■ **REQUEST**
In the survey-measures passage below, turn the paragraph beginning "First, in additional analyses" into a short list of the outcomes it adds, with how each is measured.

■ **EXTRACT TO READ**
[start]

First, in additional analyses, we rely on financial satisfaction, based on the question: “All things considered, I am satisfied with my financial situation as a whole,” which is measured on the same 5-point scale as life satisfaction. Furthermore, we add redistribution preferences based on the statement: “The gap between the rich and the poor in our country should be reduced,” where 1 means strongly disagree, and 5 means strongly agree. The next outcome we consider is optimism, measured as “Children who are born now will have a better life than my generation,” where 1 means strongly disagree, and 5 means strongly agree. In addition, we include risk preferences based on the statement: “Please, rate your willingness to take risks, in general, on a scale from 1 to 10, where 1 means that you are not willing to take risks at all, and 10 and means that you are very much willing to take risks.” Finally, we add interpersonal trust based on the statement: “Generally speaking, would you say that most people can be trusted, or that you can’t be too careful in dealing with people? Please answer on a scale of 1 to 5, where 1 means that you have complete distrust and 5 means that you have complete trust.”

[end]

■ **GIVEN DATA**
[start]

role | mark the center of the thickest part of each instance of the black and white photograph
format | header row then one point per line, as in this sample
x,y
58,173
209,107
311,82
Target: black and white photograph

[end]

■ **FULL ANSWER**
- Financial satisfaction: "All things considered, I am satisfied with my financial situation as a whole," on the same 5-point scale as life satisfaction.
- Redistribution preferences: "The gap between the rich and the poor in our country should be reduced," from 1 (strongly disagree) to 5 (strongly agree).
- Optimism: "Children who are born now will have a better life than my generation," from 1 (strongly disagree) to 5 (strongly agree).
- Risk preferences: general willingness to take risks, from 1 (not willing at all) to 10 (very much willing).
- Interpersonal trust: whether most people can be trusted, from 1 (complete distrust) to 5 (complete trust).